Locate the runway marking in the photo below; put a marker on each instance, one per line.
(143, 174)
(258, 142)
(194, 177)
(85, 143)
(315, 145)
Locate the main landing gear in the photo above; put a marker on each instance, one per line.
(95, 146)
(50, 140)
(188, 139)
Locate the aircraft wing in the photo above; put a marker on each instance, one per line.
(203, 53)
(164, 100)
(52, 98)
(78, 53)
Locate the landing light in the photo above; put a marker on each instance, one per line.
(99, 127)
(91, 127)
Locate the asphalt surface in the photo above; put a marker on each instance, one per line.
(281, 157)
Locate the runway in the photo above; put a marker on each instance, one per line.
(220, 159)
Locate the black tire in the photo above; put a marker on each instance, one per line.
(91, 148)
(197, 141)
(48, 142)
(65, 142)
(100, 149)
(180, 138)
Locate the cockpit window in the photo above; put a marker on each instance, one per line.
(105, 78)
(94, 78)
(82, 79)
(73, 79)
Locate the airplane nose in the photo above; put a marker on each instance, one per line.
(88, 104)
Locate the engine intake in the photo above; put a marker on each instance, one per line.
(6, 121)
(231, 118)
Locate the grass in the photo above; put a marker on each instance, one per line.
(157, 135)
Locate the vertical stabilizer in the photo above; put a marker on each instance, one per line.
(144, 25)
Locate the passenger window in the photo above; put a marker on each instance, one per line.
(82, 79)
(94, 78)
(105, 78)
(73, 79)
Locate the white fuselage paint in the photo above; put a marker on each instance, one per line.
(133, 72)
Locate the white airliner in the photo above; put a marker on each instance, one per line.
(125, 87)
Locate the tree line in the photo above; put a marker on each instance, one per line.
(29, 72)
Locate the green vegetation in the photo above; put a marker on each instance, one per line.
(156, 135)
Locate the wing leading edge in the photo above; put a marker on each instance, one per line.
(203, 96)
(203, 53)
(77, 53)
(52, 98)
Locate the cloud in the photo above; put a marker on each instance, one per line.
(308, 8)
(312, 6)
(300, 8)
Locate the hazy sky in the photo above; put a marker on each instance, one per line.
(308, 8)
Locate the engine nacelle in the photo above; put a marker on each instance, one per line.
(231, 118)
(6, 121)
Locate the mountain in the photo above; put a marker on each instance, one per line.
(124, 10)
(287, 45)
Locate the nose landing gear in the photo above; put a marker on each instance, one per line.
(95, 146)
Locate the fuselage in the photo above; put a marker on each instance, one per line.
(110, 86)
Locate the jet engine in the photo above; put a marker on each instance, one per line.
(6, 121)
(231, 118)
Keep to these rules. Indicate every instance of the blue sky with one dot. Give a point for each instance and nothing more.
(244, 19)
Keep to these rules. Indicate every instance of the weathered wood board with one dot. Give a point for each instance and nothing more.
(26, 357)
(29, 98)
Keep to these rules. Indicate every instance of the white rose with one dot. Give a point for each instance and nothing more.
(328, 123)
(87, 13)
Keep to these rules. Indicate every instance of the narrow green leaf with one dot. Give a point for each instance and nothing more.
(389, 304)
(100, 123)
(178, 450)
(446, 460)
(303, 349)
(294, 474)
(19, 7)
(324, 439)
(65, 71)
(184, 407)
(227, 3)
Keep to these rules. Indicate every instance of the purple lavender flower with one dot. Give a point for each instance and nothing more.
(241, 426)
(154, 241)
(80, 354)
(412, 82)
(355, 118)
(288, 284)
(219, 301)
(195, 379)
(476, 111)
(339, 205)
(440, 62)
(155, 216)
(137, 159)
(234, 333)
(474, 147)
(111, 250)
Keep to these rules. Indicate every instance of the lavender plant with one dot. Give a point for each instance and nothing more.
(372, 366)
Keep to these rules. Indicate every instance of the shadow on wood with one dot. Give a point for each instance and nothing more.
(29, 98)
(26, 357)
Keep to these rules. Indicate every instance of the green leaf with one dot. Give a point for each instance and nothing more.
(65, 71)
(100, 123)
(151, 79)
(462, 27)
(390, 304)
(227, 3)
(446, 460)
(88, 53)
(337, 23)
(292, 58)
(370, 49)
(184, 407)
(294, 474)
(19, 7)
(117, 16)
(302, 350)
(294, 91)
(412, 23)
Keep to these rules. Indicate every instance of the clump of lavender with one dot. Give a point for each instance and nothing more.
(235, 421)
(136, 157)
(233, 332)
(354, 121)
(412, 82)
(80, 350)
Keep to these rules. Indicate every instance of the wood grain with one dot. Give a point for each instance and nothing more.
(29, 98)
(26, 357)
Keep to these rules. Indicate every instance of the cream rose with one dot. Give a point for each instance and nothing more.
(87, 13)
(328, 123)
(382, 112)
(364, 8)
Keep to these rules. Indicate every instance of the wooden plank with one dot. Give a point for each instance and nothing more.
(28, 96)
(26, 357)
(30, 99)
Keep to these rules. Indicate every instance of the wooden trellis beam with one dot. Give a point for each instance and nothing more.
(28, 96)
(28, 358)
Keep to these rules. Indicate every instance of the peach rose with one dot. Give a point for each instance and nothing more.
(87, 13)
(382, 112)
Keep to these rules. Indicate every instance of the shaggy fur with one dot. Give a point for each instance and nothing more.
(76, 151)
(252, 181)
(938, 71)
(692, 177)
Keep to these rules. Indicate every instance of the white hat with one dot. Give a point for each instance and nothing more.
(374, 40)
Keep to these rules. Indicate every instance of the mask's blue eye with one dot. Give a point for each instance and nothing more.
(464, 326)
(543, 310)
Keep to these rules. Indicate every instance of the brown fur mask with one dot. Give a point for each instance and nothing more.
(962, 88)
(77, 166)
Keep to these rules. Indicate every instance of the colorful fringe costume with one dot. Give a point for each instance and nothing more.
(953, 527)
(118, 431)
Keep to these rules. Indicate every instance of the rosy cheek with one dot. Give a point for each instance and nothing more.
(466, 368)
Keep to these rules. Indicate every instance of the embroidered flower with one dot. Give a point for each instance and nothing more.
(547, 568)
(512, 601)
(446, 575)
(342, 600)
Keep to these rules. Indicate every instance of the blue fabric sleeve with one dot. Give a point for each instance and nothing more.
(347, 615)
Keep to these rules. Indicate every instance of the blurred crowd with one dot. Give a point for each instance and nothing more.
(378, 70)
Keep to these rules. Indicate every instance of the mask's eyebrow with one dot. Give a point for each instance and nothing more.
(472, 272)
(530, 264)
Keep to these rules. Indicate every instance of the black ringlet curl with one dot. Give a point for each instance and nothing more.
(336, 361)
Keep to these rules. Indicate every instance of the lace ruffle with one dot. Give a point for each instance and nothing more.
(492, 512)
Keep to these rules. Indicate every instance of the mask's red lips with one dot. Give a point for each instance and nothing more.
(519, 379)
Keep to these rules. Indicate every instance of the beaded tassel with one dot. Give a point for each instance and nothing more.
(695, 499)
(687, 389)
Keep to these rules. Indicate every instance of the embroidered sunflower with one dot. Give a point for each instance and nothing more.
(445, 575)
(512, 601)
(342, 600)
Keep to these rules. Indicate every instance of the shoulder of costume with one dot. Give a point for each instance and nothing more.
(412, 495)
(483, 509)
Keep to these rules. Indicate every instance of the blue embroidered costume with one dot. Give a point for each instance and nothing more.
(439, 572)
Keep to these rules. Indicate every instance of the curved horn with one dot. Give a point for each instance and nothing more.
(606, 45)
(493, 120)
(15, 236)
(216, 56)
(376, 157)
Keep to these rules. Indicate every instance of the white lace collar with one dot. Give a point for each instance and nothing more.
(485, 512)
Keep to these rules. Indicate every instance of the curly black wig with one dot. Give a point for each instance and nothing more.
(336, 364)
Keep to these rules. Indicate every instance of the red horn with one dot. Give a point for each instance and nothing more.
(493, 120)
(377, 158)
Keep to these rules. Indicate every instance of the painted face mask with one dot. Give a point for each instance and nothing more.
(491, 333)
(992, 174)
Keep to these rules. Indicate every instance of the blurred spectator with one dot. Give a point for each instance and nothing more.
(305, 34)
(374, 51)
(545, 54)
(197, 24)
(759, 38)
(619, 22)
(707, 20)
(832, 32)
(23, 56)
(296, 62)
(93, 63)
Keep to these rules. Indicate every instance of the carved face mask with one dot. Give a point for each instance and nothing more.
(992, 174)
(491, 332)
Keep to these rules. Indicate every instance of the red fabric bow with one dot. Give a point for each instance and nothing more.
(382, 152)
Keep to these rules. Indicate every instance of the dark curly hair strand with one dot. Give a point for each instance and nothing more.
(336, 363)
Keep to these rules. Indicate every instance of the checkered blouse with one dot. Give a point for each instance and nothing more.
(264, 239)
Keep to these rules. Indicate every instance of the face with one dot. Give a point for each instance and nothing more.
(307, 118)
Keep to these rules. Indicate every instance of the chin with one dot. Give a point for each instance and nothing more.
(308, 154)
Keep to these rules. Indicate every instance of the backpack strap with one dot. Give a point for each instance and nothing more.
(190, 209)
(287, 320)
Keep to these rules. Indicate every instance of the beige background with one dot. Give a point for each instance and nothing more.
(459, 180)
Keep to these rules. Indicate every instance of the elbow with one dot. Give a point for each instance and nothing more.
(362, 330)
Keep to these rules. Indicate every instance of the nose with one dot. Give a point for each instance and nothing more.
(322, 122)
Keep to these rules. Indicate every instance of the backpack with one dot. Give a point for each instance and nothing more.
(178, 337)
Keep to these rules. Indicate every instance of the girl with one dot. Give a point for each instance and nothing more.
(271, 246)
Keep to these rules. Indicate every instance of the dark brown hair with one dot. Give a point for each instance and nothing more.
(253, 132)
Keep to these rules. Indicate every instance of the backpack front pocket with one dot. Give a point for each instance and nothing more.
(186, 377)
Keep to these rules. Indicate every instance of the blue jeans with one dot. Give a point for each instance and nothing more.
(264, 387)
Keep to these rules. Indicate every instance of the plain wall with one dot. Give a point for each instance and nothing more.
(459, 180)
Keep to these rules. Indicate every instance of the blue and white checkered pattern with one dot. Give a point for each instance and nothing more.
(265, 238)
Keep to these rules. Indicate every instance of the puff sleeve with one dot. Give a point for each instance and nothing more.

====

Taking the line that contains "the backpack with" as the starting point, copy every line through the end of the listing exactly, and write nothing further.

Solution for this task →
Keep to these rules. Indicate every instance of the backpack with one dot. Give a point for each instance and nothing more.
(178, 337)
Keep to these rules. Indicate every instance of the girl with one dot. Give a point for each instance and nothing more.
(271, 246)
Keep to these rules. Indicate every instance of the dark brown hair with one dot. Give a point for each instance and nothing more.
(253, 132)
Keep to these rules. Indicate every instance of the backpack front pocket with one dot. Give a point for each instance and nothing more.
(186, 377)
Keep to these rules. Indicate every instance of the blue jeans with one dot. Give a point for each instance and nothing more.
(264, 387)
Keep to these rules. Indicate every instance of the plain wall with one dot. Give a point for each instance and nothing more.
(459, 180)
Keep to these rules. Indicate every instance of the blue and white checkered pattern with one dot. Give a point for each instance and nothing more.
(265, 238)
Keep to these rules. Indicate every instance of the puff sleeve with one dot. Give a point for each instance and nothing more.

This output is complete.